Records from a dataset -
════════════════
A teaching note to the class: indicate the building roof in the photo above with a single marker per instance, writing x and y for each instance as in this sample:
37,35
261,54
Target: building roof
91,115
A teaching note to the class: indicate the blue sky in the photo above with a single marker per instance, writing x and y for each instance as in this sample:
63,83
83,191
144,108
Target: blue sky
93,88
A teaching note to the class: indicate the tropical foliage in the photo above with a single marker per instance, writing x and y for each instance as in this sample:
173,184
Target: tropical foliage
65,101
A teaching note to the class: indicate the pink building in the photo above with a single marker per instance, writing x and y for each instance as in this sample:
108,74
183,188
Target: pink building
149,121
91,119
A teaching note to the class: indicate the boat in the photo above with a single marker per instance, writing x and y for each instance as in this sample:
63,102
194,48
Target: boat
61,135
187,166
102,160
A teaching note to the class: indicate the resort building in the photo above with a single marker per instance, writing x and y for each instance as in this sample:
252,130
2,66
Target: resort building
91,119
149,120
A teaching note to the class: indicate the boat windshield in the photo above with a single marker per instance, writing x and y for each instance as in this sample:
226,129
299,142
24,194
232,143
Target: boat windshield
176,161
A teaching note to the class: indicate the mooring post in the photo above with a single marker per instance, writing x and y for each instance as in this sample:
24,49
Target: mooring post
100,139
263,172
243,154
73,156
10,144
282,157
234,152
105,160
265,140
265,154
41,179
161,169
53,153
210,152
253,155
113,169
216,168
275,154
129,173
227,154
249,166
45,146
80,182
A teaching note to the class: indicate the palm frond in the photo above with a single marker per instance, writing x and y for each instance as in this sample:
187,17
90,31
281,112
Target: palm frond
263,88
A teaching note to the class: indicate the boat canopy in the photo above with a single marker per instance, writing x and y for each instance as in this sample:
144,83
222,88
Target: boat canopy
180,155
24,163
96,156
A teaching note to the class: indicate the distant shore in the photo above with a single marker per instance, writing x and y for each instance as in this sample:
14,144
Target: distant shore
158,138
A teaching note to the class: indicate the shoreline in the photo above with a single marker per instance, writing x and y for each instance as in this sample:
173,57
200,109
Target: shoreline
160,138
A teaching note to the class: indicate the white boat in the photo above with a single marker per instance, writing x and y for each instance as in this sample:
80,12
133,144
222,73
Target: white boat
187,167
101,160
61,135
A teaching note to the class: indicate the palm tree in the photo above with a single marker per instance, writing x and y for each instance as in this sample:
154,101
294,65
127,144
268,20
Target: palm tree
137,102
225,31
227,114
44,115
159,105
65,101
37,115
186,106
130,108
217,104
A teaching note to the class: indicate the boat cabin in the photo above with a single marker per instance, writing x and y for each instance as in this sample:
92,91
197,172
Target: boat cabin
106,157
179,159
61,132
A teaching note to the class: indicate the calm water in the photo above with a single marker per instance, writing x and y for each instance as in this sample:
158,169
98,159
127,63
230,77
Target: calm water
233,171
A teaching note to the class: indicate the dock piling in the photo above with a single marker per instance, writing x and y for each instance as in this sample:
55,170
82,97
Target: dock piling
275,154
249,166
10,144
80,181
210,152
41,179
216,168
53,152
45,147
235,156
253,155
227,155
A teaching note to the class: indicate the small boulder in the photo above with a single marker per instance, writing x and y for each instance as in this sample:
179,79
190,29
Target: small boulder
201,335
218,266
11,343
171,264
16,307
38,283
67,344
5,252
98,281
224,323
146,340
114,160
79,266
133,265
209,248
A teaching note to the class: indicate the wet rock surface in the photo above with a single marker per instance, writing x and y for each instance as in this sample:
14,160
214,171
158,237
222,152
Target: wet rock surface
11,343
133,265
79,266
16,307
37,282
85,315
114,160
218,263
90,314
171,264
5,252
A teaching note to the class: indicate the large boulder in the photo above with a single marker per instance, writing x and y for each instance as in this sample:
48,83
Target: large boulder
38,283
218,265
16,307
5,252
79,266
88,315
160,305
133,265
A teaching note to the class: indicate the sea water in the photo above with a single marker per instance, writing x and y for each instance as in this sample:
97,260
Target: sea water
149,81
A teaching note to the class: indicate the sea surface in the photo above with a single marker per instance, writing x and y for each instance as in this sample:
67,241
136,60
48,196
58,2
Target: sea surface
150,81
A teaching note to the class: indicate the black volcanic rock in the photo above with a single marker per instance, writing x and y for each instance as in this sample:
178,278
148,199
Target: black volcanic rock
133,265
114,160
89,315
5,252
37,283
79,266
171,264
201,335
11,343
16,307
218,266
════════════════
Rewrite all the entries above, replacing every "marker" with "dot" and leaving everything else unchanged.

A teaching note to the class: indicate the building roof in the photo above with a single dot per instance, writing x and y for each instance as in this sample:
37,35
261,54
Target: building roof
91,115
A teaching note to the class: indicate the blue sky in the photo above with a single dot per instance, writing x and y for each instance as in this sample:
63,83
83,191
144,108
Target: blue sky
93,88
A teaching note to the class: indicate the tropical foliage in the photo above with a single dot per instance, writing x and y for each instance as in this sample:
173,184
Target: tropical foliage
65,101
A teaching note to the class: indicate the pink building in the photo above with a single dot per instance, writing x and y for each instance as in this sample:
108,74
183,188
Target: pink building
149,121
91,119
A teaching note to the class: indicate the boat in the photo above with a single dot per instance, writing x and y for each instance as in this sample:
63,102
194,48
Target: boat
61,135
187,166
102,160
A teaching note to the class: indicate the resort building in the photo above with a single dot per instance, writing x and y for each instance as in this sample:
252,130
2,66
Target: resort building
91,119
149,120
A teaching note to the class: indicate the boat windshield in the photo above with a single dot per instance, writing x and y for each instance as in this sample:
226,129
299,142
24,194
232,143
Target: boat windshield
176,161
A teaching note to the class: indicate the mooring post in the photo above with a single dot per instance, writing x and y for each instance as in this sample:
24,49
Target: mooring post
100,139
263,172
243,154
73,156
10,144
282,157
234,152
105,160
265,140
265,154
41,179
161,169
53,153
210,152
253,155
113,169
216,168
275,154
129,173
227,154
249,166
45,146
80,182
A teaching note to the class: indicate the palm frond in the photo above with a single dot per instance, writing x and y for each instance as in this sample:
187,17
90,31
281,112
Target: palm frond
263,88
A teaching note to the class: indicate the boat canopy in the photo above with a single dot per instance, writing x and y for each instance as in this sample:
144,83
222,88
Target: boat canopy
180,155
24,163
96,156
A teaching note to the class: indicate the distant shore in the photo above with a single dot per instance, writing x and y for each instance as in this sample:
14,144
Target: distant shore
158,138
A teaching note to the class: indicate the shoreline in the photo above with a single dot per instance, writing x and y for each instance as in this sample:
173,57
200,109
Target: shoreline
160,138
A teaching note to the class: indicate the white boat in the photo above with a single dot per instance, writing x and y for each instance as in this sample:
80,12
133,144
222,73
Target: white boat
187,167
101,160
61,135
A teaching note to the class: indicate the palm tree in the photo above with a single dot per instance, writing x and y for each instance as in this sample:
154,101
294,65
127,144
268,20
Target: palm tree
137,102
225,31
227,114
44,115
159,105
65,101
37,115
186,106
130,108
217,104
A teaching note to the class: indicate the boat cabin in the photo above with a single dot per instance, writing x and y for each instance as in this sample:
92,91
197,172
Target: boat cabin
106,157
179,159
61,132
A teaching note to the class: indicate the calm water in the photo above with a single dot per instance, writing x and y for each instance as in this sample:
158,169
98,159
127,63
230,77
Target: calm water
233,171
A teaching note to the class: indicate the dock piling in the photo above with a single dot per instance, writing x and y for each instance as in this sample:
55,170
82,97
Target: dock piling
275,154
249,166
10,144
80,181
210,152
41,179
216,168
53,152
45,147
235,156
253,155
227,155
A teaching note to the class: indicate the small boulder in the photo above with a single dot per instance, writing x and y for each instance as in this sample:
179,79
190,29
Target: small boulder
201,335
218,266
11,343
171,264
16,307
38,283
67,344
5,252
98,281
224,323
146,340
114,160
79,266
133,265
209,248
A teaching note to the class: indicate the wet rock surface in the photo above with a single dot per instance, writing x and y for each instance as in this sample:
14,160
214,171
158,237
222,152
Target: wet rock surface
11,343
133,265
79,266
16,307
37,282
85,315
114,160
218,263
90,314
171,264
5,252
A teaching note to the class: indicate the large boulder in the photo above with a single dot per instance, writing x and y for each instance as in this sample:
48,83
Target: large boulder
38,283
218,265
16,307
5,252
79,266
88,315
160,305
133,265
A teaching note to the class: indicate the sea water in the photo above with a single dot per instance, writing x and y for each instance as in this sample:
97,260
Target: sea water
149,81
A teaching note to the class: indicate the sea surface in the photo above with a single dot per instance, writing x and y for each instance as in this sample:
67,241
136,60
48,196
58,2
Target: sea surface
150,81
A teaching note to the class: indicate the black volcanic rock in the photo above with a single dot per instance, writing x and y for each instance as in this sample:
178,278
148,199
Target: black volcanic rock
133,265
114,160
89,315
5,252
37,283
79,266
171,264
201,335
11,343
16,307
218,266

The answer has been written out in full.